START The records

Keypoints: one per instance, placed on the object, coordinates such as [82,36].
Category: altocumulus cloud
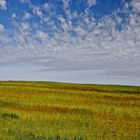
[75,41]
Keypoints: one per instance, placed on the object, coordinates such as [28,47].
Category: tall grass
[53,111]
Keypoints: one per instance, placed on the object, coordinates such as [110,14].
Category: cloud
[91,2]
[86,45]
[3,4]
[37,11]
[25,1]
[1,28]
[27,16]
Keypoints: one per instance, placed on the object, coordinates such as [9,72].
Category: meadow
[62,111]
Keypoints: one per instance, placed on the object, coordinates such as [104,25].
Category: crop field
[61,111]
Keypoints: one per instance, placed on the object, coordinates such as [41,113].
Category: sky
[80,41]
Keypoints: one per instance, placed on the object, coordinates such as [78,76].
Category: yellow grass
[53,111]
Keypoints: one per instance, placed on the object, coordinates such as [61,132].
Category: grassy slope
[45,110]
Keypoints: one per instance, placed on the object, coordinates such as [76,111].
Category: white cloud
[27,16]
[37,11]
[25,1]
[14,15]
[3,4]
[91,2]
[1,28]
[94,46]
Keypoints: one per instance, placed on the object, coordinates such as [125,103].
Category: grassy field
[58,111]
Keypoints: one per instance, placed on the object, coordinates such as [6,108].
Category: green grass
[58,111]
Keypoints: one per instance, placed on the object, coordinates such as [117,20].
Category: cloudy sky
[84,41]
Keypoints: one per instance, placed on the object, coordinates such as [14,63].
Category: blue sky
[88,41]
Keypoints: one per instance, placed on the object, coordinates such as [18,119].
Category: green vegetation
[58,111]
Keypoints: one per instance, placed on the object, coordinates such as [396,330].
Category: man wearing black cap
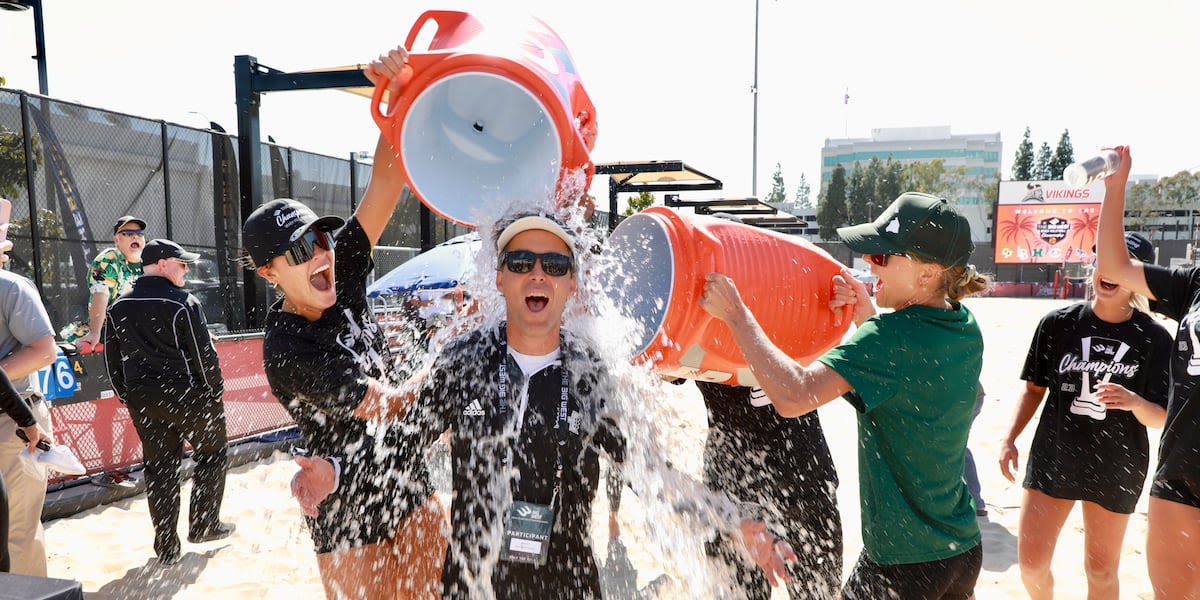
[113,273]
[163,365]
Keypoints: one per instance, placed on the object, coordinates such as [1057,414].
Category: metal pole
[754,91]
[40,45]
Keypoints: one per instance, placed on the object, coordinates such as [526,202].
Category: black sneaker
[115,480]
[220,532]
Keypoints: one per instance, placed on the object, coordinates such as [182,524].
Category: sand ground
[108,549]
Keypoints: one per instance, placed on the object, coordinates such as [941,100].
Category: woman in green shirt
[912,376]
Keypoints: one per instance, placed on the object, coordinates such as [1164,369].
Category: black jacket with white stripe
[156,342]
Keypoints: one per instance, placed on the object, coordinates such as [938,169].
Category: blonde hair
[963,281]
[1138,301]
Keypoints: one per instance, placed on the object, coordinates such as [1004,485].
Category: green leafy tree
[778,192]
[1177,191]
[803,195]
[639,203]
[1023,163]
[1042,168]
[1063,155]
[832,207]
[49,229]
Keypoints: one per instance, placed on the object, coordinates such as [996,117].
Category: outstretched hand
[312,484]
[849,291]
[721,298]
[1008,460]
[390,66]
[769,553]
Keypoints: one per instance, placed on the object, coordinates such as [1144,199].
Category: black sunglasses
[880,259]
[552,263]
[303,250]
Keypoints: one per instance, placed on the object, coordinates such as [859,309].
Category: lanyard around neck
[561,415]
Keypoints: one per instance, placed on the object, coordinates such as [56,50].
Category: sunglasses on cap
[880,259]
[303,250]
[522,261]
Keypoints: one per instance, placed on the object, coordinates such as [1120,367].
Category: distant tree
[12,161]
[832,207]
[1063,155]
[930,178]
[858,193]
[1023,163]
[1177,191]
[778,192]
[639,203]
[1042,168]
[53,253]
[803,193]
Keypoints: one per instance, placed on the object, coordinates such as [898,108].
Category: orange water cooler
[665,256]
[487,114]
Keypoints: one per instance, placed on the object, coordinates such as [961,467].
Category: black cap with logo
[915,223]
[163,249]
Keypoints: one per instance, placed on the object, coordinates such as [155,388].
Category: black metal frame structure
[652,177]
[678,177]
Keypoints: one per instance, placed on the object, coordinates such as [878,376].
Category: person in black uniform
[163,366]
[783,466]
[376,525]
[527,426]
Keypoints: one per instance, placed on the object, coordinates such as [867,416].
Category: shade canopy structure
[443,267]
[652,177]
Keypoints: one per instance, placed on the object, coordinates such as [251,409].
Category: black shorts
[1177,490]
[949,579]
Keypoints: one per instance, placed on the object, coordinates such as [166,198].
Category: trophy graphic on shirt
[1097,349]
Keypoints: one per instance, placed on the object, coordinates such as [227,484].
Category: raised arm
[383,192]
[1025,409]
[795,389]
[1113,259]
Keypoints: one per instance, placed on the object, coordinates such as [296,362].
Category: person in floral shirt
[113,273]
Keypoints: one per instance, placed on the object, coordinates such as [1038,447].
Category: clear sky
[671,78]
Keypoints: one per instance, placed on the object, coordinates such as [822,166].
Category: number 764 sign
[58,379]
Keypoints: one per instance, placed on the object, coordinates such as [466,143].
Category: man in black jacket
[163,365]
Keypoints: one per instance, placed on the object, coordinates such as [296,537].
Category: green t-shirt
[913,376]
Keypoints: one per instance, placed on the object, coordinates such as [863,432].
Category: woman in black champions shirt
[1102,369]
[378,534]
[1173,537]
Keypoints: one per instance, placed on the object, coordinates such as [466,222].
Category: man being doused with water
[521,399]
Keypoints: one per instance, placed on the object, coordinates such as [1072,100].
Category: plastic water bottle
[1092,169]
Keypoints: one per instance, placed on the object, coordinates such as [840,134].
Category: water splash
[679,513]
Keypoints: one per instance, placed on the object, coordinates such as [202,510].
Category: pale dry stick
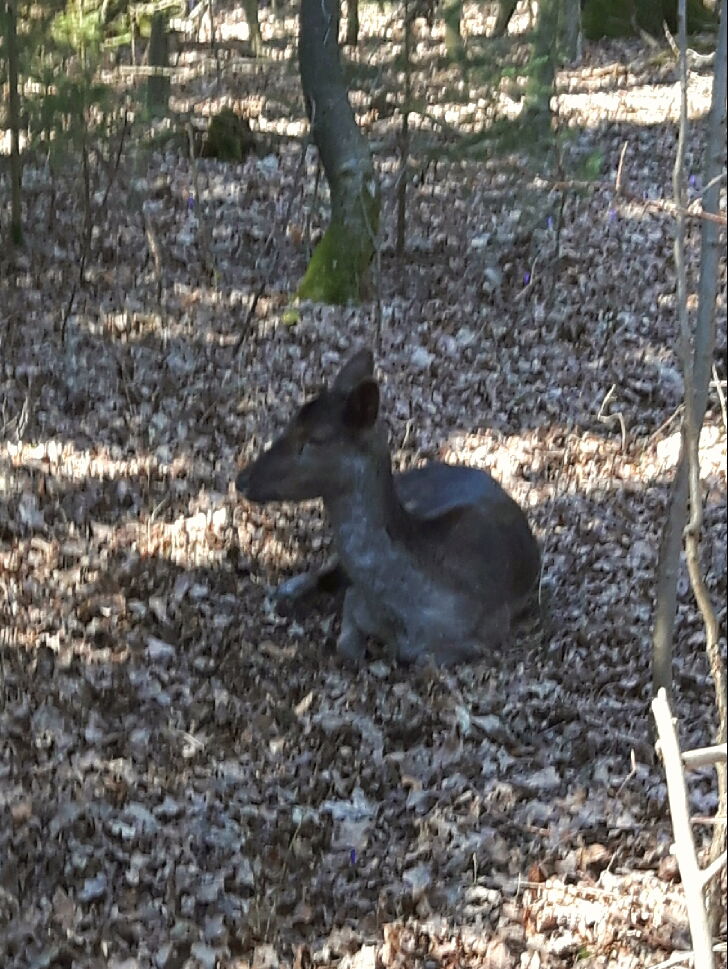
[609,419]
[619,180]
[558,492]
[664,206]
[692,877]
[204,234]
[705,756]
[665,424]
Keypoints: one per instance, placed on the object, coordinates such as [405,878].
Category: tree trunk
[352,23]
[254,34]
[16,226]
[452,15]
[339,266]
[158,84]
[671,546]
[542,71]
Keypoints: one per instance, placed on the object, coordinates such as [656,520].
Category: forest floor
[188,778]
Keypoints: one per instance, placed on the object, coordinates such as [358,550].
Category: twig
[704,756]
[692,877]
[721,398]
[204,234]
[611,418]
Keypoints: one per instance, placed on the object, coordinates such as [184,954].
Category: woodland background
[188,778]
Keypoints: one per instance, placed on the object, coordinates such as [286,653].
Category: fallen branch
[684,849]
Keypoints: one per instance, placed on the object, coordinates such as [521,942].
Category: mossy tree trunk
[11,53]
[339,267]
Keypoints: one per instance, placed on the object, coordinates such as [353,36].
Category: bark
[11,47]
[251,17]
[506,9]
[352,23]
[339,266]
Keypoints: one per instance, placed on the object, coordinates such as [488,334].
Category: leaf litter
[188,778]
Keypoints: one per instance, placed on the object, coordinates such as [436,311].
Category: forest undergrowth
[188,778]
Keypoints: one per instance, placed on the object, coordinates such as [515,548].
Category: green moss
[338,268]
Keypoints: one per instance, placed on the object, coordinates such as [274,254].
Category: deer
[437,561]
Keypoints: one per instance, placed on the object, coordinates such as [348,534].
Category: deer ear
[355,370]
[361,406]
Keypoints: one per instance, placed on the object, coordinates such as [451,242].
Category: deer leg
[351,644]
[329,578]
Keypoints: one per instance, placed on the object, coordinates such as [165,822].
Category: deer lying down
[438,559]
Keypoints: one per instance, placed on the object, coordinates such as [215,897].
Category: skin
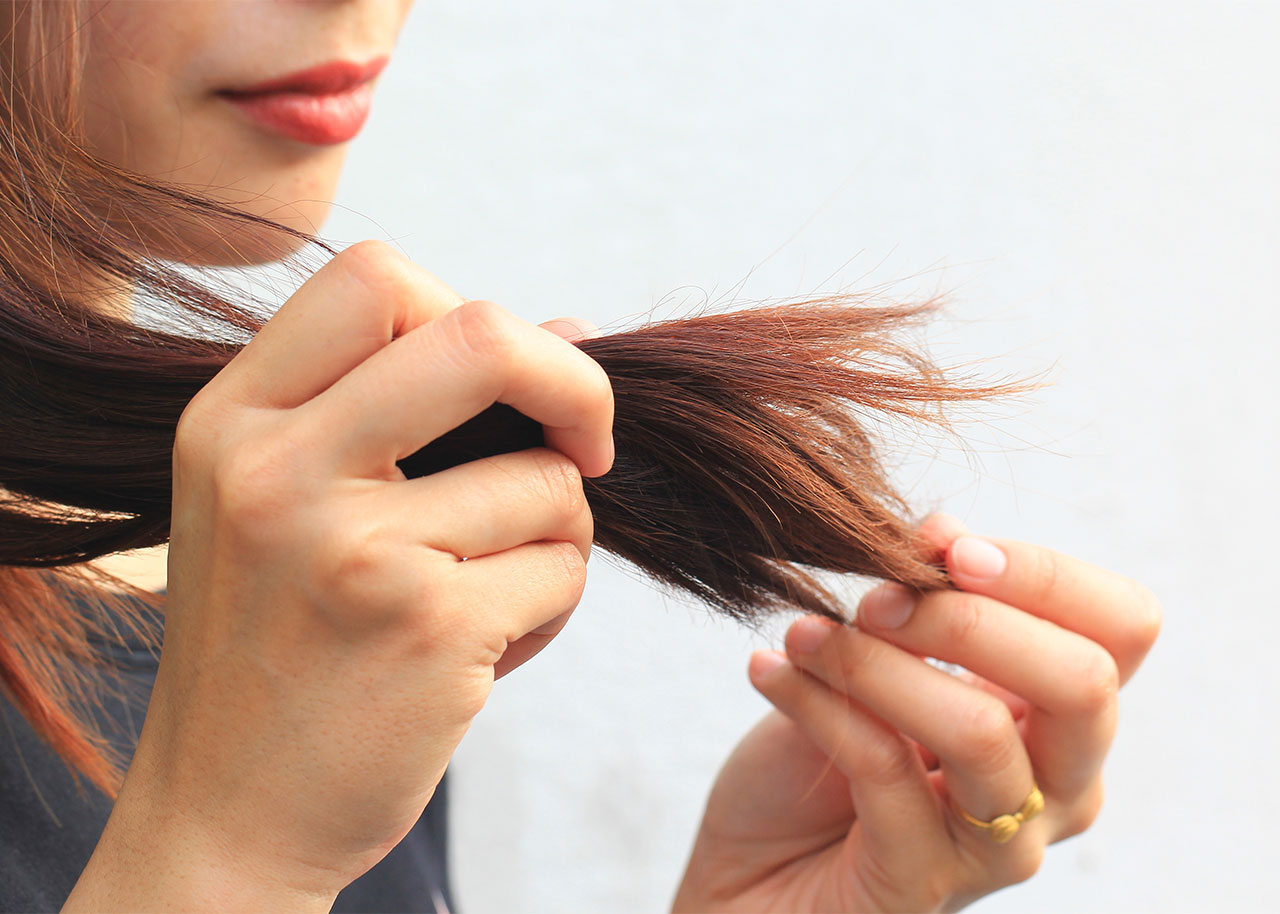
[316,593]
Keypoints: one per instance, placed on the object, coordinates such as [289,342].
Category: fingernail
[764,662]
[808,634]
[887,607]
[978,558]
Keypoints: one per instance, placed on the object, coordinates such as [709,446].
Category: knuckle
[378,266]
[1025,863]
[484,329]
[986,735]
[1083,813]
[350,561]
[252,488]
[885,762]
[599,388]
[568,570]
[562,483]
[1043,574]
[1146,617]
[961,620]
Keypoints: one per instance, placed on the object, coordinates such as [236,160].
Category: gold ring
[1004,827]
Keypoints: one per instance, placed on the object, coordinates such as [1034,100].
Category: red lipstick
[321,105]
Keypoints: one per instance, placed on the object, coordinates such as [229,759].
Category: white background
[1095,183]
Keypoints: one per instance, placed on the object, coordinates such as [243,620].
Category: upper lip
[336,76]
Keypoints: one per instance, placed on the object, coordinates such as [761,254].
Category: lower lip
[316,119]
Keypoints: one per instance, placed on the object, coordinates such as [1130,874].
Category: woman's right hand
[333,627]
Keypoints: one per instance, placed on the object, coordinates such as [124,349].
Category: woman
[330,627]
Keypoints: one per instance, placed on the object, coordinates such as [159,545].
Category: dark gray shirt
[49,828]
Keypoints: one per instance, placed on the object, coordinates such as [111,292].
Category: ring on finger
[1004,827]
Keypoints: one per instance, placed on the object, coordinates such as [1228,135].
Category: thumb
[571,328]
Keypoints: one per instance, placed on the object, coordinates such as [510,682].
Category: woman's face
[156,101]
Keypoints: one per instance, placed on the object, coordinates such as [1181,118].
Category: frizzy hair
[744,460]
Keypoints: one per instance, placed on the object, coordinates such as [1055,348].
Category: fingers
[571,328]
[1069,679]
[887,780]
[352,306]
[974,736]
[516,592]
[437,376]
[492,505]
[1102,606]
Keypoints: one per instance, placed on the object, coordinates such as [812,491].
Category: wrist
[154,857]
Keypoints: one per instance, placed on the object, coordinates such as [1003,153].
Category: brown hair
[743,457]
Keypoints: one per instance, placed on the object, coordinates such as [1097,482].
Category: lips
[321,105]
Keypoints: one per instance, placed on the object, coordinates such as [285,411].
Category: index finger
[437,376]
[1106,607]
[361,300]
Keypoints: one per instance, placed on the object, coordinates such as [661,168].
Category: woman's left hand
[845,798]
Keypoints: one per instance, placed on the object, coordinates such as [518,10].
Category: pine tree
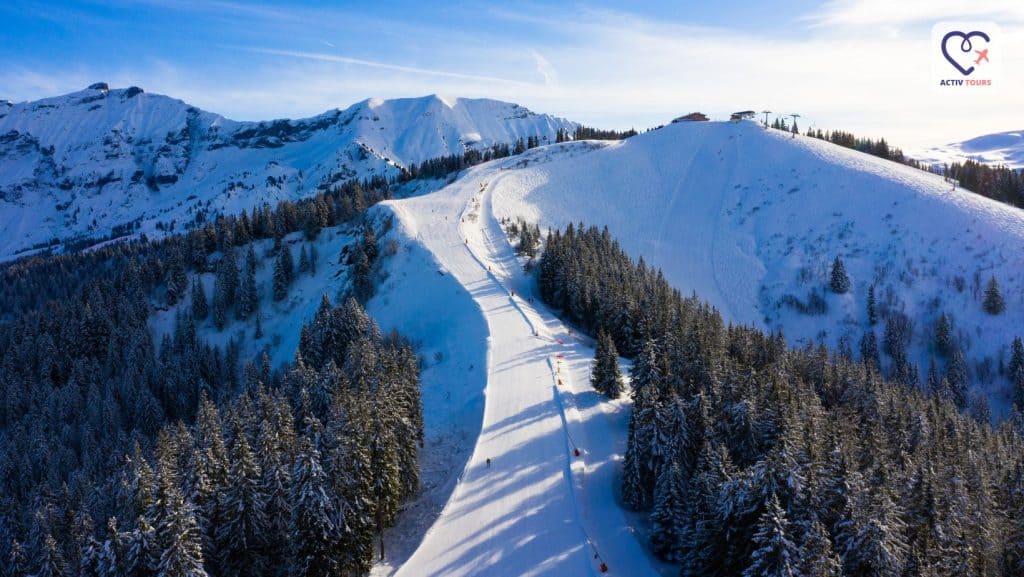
[605,376]
[181,546]
[774,553]
[303,259]
[872,314]
[943,335]
[242,531]
[249,295]
[645,372]
[816,558]
[51,561]
[957,379]
[313,528]
[1017,371]
[283,274]
[199,303]
[993,303]
[840,280]
[175,279]
[16,563]
[869,349]
[669,513]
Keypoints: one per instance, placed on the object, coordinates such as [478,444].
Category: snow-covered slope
[751,219]
[526,502]
[101,160]
[999,149]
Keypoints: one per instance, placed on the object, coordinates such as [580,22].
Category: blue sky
[857,65]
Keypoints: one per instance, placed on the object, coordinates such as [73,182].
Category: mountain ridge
[110,162]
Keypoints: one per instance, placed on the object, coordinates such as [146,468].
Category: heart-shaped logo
[965,47]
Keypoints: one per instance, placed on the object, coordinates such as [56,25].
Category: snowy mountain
[107,161]
[752,220]
[998,149]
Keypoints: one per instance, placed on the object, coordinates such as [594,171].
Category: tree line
[997,182]
[83,383]
[753,458]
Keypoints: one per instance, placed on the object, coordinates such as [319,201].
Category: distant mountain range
[998,149]
[105,161]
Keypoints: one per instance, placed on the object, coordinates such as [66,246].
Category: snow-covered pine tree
[181,547]
[200,307]
[243,529]
[668,516]
[957,379]
[248,294]
[774,553]
[175,278]
[645,373]
[872,314]
[869,349]
[816,557]
[993,303]
[313,528]
[303,259]
[605,376]
[283,273]
[1016,371]
[840,281]
[51,561]
[943,336]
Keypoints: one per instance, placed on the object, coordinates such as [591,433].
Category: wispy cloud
[337,58]
[545,69]
[612,69]
[890,13]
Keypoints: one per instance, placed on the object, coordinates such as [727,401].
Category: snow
[78,165]
[538,508]
[741,215]
[744,216]
[1000,148]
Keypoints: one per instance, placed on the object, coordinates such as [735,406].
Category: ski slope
[538,508]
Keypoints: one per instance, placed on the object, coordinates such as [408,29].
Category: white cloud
[610,69]
[889,12]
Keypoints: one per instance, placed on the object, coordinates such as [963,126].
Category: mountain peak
[103,160]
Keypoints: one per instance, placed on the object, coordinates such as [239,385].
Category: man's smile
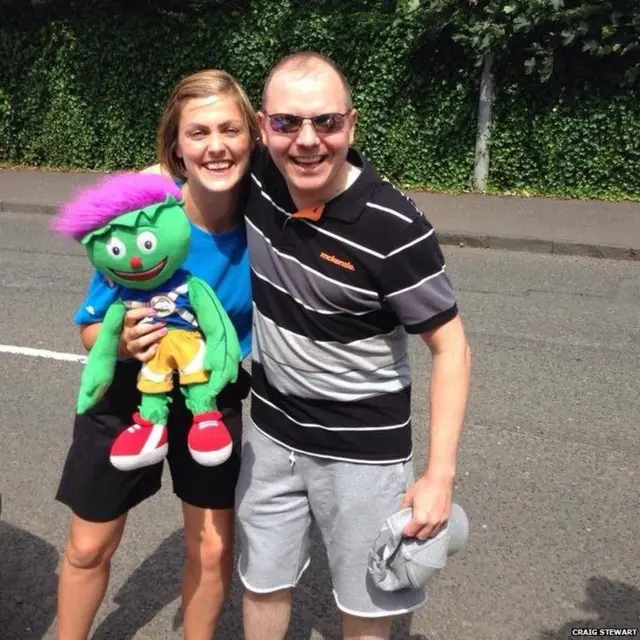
[141,275]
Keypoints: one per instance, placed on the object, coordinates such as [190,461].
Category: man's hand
[430,499]
[140,339]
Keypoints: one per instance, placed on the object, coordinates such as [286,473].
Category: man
[344,266]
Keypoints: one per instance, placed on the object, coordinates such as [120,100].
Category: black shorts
[98,492]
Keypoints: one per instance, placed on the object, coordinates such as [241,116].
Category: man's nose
[307,135]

END The records

• **What needs to be done**:
Beginning with the line that holds "such as [963,126]." and ending with the last line of the material above, extract every line exactly, pictures excluded.

• **Right answer**:
Keypoints: one per instance, placed on the object, coordinates such as [963,126].
Category: mountain peak
[103,160]
Keypoints: one per instance, placed on the object, coordinates such as [239,385].
Category: man's smile
[141,275]
Keypoints: one per instance, placed on the object, coordinates such as [190,461].
Category: man's hand
[430,499]
[140,339]
Keypoints: one per instance, placed on the object, coordinates such as [286,473].
Category: man
[344,266]
Keypoints: one per instance, placed on the object, coordinates such as [120,100].
Category: black shorts
[98,492]
Keypoints: one per instance, placed on the object, coordinates such as [241,116].
Category: man's nose
[307,135]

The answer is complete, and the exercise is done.